Requirement - For the listing beneath, state how many lines contain the string "then". Give the number by itself.
_____
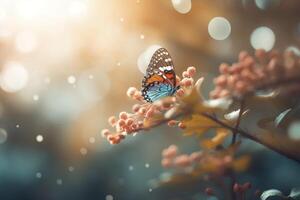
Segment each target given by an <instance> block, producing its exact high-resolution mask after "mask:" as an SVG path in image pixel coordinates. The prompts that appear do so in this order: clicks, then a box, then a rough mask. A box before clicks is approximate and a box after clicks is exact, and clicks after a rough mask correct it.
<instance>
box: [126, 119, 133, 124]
mask: <svg viewBox="0 0 300 200" xmlns="http://www.w3.org/2000/svg"><path fill="white" fill-rule="evenodd" d="M133 122H134V120H133V119H131V118H128V119H127V120H126V125H127V126H131V125H132V124H133Z"/></svg>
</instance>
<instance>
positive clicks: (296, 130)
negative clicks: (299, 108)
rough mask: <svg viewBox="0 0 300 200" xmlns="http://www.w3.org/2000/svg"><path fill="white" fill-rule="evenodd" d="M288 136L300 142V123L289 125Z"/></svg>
mask: <svg viewBox="0 0 300 200" xmlns="http://www.w3.org/2000/svg"><path fill="white" fill-rule="evenodd" d="M288 135H289V138H291V139H293V140H300V121H295V122H292V123H291V124H290V125H289V128H288Z"/></svg>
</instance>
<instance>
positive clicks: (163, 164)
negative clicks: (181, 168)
mask: <svg viewBox="0 0 300 200" xmlns="http://www.w3.org/2000/svg"><path fill="white" fill-rule="evenodd" d="M201 158H202V152H193V153H192V154H190V155H188V154H180V155H178V148H177V146H175V145H171V146H169V147H168V148H166V149H164V150H163V151H162V161H161V164H162V166H163V167H165V168H186V167H190V166H193V165H194V164H195V163H197V162H199V161H200V159H201Z"/></svg>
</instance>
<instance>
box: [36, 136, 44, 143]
mask: <svg viewBox="0 0 300 200" xmlns="http://www.w3.org/2000/svg"><path fill="white" fill-rule="evenodd" d="M35 139H36V141H37V142H39V143H40V142H43V140H44V137H43V136H42V135H37V136H36V138H35Z"/></svg>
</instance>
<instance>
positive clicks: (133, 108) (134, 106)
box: [132, 104, 141, 113]
mask: <svg viewBox="0 0 300 200" xmlns="http://www.w3.org/2000/svg"><path fill="white" fill-rule="evenodd" d="M140 108H141V105H140V104H134V105H133V106H132V111H133V112H135V113H136V112H138V111H139V109H140Z"/></svg>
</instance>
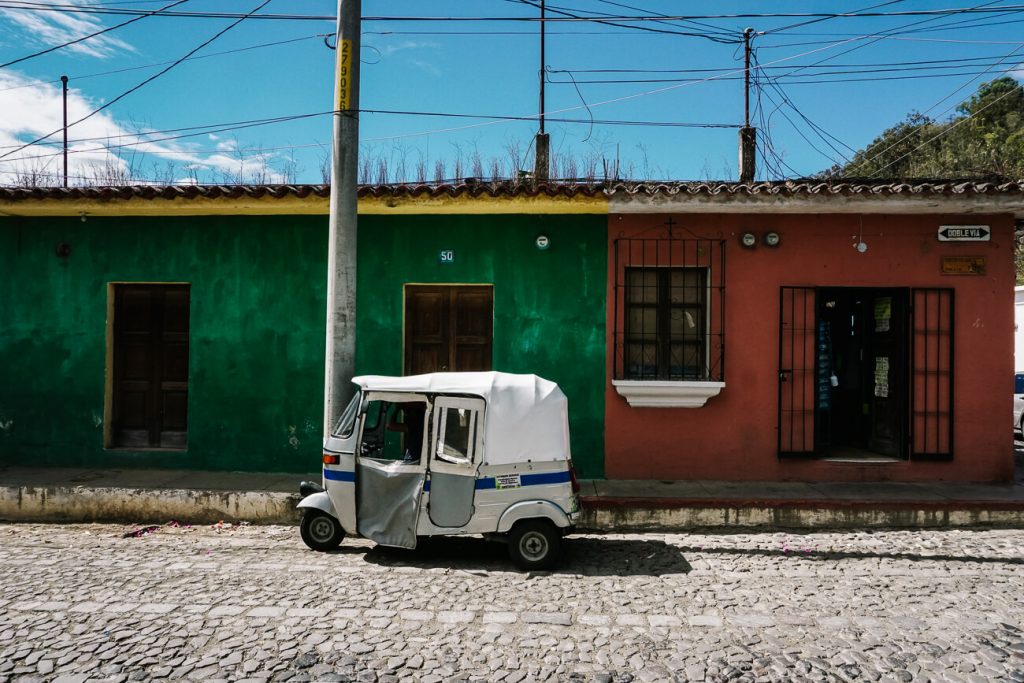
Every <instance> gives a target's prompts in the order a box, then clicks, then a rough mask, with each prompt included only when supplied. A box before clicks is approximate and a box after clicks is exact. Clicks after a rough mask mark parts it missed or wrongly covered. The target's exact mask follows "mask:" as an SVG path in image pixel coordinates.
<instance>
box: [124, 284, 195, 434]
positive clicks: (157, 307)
mask: <svg viewBox="0 0 1024 683" xmlns="http://www.w3.org/2000/svg"><path fill="white" fill-rule="evenodd" d="M188 309H189V298H188V286H187V285H148V284H146V285H134V284H133V285H115V286H114V386H113V410H112V414H113V415H112V417H113V420H112V429H111V445H112V446H114V447H129V449H184V447H185V446H186V445H187V436H188Z"/></svg>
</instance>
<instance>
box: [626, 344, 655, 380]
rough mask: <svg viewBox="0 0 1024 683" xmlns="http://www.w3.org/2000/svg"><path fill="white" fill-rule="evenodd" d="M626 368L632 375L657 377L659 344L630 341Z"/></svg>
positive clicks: (643, 376)
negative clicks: (657, 347)
mask: <svg viewBox="0 0 1024 683" xmlns="http://www.w3.org/2000/svg"><path fill="white" fill-rule="evenodd" d="M626 368H627V373H628V374H629V376H630V377H657V344H654V343H646V344H645V343H639V342H630V343H628V344H627V345H626Z"/></svg>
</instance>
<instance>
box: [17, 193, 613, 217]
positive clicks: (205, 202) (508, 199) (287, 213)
mask: <svg viewBox="0 0 1024 683" xmlns="http://www.w3.org/2000/svg"><path fill="white" fill-rule="evenodd" d="M328 208H329V201H328V199H327V198H322V197H306V198H297V197H287V198H282V199H275V198H272V197H263V198H259V199H256V198H252V197H242V198H238V199H225V198H206V197H197V198H191V199H173V200H165V199H127V200H125V199H109V200H84V199H44V200H20V201H17V202H10V201H0V218H2V217H4V216H26V217H46V216H80V215H83V214H84V215H85V216H86V217H88V216H268V215H289V216H295V215H325V216H326V215H327V214H328ZM358 210H359V214H362V215H391V214H393V215H429V214H521V213H545V214H607V213H608V200H607V198H605V197H603V196H597V197H586V196H577V197H547V196H543V195H542V196H538V197H488V196H482V197H470V196H465V195H464V196H459V197H447V196H441V197H400V198H394V197H383V198H362V199H360V200H359V205H358Z"/></svg>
_____
Expected output - 2